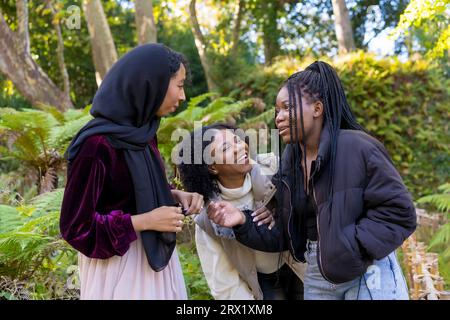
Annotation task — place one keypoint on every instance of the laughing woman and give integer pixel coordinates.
(344, 207)
(232, 270)
(118, 210)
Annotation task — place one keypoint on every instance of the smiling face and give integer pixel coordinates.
(175, 93)
(230, 154)
(312, 116)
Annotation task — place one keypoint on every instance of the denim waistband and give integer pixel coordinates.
(311, 245)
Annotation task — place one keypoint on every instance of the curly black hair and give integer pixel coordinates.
(196, 177)
(175, 61)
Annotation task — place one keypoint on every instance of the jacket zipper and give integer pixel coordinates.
(318, 253)
(289, 219)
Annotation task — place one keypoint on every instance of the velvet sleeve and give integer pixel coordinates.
(94, 234)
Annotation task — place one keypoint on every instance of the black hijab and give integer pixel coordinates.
(124, 109)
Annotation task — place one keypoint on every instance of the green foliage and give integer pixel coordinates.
(404, 104)
(441, 201)
(31, 248)
(37, 139)
(219, 109)
(196, 284)
(429, 20)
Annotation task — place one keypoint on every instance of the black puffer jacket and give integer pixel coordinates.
(372, 211)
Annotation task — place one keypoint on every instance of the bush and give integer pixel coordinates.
(404, 104)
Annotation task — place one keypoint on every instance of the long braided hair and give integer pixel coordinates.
(318, 82)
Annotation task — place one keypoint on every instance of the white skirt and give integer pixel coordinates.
(130, 277)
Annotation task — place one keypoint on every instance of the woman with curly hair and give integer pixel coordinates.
(232, 270)
(342, 204)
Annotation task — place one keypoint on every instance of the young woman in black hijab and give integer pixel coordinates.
(118, 210)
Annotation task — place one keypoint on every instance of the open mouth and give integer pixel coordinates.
(243, 158)
(283, 130)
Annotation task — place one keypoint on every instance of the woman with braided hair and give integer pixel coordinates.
(342, 205)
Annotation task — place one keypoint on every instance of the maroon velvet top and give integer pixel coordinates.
(99, 201)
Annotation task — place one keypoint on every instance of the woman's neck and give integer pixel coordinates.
(232, 181)
(312, 144)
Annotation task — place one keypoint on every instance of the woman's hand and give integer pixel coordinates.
(191, 201)
(164, 219)
(223, 213)
(263, 216)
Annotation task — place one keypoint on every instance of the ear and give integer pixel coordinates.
(212, 169)
(318, 109)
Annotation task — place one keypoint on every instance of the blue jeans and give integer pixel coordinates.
(383, 280)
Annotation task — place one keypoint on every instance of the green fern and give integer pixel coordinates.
(219, 109)
(30, 241)
(442, 202)
(38, 139)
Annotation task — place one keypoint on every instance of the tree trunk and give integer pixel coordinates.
(29, 79)
(201, 45)
(23, 42)
(270, 30)
(343, 26)
(237, 26)
(145, 22)
(103, 49)
(60, 50)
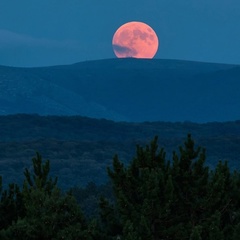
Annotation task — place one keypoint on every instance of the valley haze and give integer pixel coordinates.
(129, 89)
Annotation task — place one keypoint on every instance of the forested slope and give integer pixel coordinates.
(81, 148)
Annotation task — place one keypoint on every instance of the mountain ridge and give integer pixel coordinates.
(125, 90)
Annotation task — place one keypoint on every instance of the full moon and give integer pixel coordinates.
(136, 40)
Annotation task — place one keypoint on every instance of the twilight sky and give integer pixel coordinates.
(54, 32)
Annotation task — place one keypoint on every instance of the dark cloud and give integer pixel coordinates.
(126, 51)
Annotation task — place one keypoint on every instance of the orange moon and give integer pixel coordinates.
(136, 40)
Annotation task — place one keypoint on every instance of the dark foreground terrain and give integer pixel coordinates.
(81, 148)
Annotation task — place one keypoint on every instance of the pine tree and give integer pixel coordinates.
(49, 214)
(196, 233)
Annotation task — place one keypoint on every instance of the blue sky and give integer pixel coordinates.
(53, 32)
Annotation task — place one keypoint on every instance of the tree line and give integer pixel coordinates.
(153, 198)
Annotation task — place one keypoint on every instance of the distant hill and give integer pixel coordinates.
(80, 148)
(125, 89)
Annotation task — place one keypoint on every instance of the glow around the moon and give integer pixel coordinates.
(136, 40)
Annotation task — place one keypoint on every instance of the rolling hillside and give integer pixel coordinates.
(81, 148)
(125, 89)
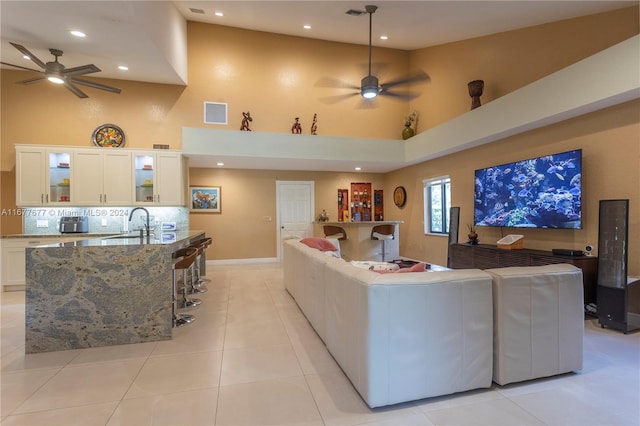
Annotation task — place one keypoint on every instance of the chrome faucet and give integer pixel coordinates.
(147, 212)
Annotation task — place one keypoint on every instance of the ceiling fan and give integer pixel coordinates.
(57, 73)
(370, 86)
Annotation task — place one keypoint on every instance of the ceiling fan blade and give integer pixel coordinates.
(400, 96)
(84, 69)
(412, 78)
(368, 103)
(338, 98)
(335, 83)
(18, 66)
(31, 80)
(95, 85)
(79, 93)
(31, 56)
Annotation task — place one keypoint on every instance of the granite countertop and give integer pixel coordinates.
(110, 240)
(362, 222)
(74, 235)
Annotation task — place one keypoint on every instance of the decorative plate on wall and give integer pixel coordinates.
(399, 196)
(108, 136)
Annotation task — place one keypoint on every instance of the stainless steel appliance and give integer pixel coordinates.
(74, 224)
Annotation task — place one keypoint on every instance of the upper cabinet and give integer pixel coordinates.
(68, 176)
(43, 176)
(158, 178)
(102, 177)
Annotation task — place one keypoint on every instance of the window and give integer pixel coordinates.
(437, 201)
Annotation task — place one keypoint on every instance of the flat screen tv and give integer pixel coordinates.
(542, 192)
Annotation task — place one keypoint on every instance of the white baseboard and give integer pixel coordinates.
(243, 261)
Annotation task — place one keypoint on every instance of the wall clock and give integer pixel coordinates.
(399, 196)
(108, 136)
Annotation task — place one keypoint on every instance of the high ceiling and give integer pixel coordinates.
(130, 32)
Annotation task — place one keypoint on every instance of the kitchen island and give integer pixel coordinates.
(101, 291)
(359, 245)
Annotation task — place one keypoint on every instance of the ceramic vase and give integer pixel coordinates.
(407, 132)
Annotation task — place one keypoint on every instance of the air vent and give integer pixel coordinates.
(215, 113)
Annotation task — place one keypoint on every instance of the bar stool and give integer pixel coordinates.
(184, 260)
(335, 232)
(195, 282)
(383, 233)
(203, 245)
(186, 282)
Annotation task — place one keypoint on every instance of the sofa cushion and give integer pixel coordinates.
(538, 321)
(418, 267)
(374, 266)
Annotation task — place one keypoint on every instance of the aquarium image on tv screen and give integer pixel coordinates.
(542, 192)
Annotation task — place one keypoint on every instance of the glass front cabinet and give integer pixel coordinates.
(43, 176)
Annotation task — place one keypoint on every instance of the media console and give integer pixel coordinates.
(487, 256)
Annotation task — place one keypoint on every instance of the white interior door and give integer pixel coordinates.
(295, 210)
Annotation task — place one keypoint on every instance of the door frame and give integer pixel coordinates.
(279, 184)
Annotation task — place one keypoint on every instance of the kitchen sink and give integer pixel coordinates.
(114, 237)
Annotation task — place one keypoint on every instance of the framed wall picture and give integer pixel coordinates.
(204, 199)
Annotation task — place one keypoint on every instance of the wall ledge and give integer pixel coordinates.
(608, 78)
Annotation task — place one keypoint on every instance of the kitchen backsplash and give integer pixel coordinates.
(103, 220)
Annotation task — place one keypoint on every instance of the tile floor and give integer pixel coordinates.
(251, 358)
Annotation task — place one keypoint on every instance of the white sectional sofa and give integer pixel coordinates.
(538, 322)
(397, 337)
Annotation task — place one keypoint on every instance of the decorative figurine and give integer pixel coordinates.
(473, 235)
(296, 128)
(475, 91)
(324, 217)
(246, 119)
(410, 125)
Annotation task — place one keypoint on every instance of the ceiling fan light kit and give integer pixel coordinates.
(369, 87)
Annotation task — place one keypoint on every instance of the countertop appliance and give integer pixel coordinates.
(74, 224)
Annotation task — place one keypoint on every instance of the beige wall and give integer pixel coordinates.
(510, 60)
(276, 78)
(241, 230)
(610, 140)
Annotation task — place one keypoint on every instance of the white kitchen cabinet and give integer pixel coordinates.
(158, 177)
(43, 176)
(74, 176)
(102, 177)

++++++

• _Do this_
Copy exactly the lines above, from the one containing "frame and give integer pixel coordinates." through the very last line.

• _The answer_
Annotation task — place one keypoint on every instance of the door frame and give integer pixel coordinates.
(279, 184)
Annotation task — place one keypoint on every instance of the kitchen sink and give integer pixel coordinates.
(114, 237)
Annotation task — place one keypoint on every instance of the framed wall picture and give integer pixel coordinates.
(204, 199)
Annotation task — place one keypoint on every instance of the wall ledge and give integer pixel coordinates.
(608, 78)
Annotation task — place one keypoint on every instance of the kitchen backsplash and give integer pixel coordinates.
(103, 220)
Annotation task — place one keypoint on every instance of the tile floor and give integer pixel coordinates.
(251, 358)
Annotation task — place one keypoint on every instance of the white sectional sofa and give integer pixel coordinates.
(538, 322)
(397, 337)
Annotation task — place one keypoint on every instance of the decorative figurine and give integer pixel coordinates.
(473, 235)
(296, 128)
(475, 91)
(324, 217)
(246, 119)
(410, 125)
Annotation task — place one keypoint on every instance of the ceiling fan light kit and give integer pixel coordinates.
(369, 87)
Annotation task — place one keypoint on every instance of the countertop appliance and give integer pixel coordinates.
(74, 224)
Annotation task — place one keypoint on every instance of the beige wall and give integer pixel coordinates.
(510, 60)
(276, 78)
(241, 230)
(610, 140)
Annotation task — place one keypoint on every instance of the white kitchen cabinet and give integer pixel coordinates.
(158, 177)
(43, 176)
(74, 176)
(102, 177)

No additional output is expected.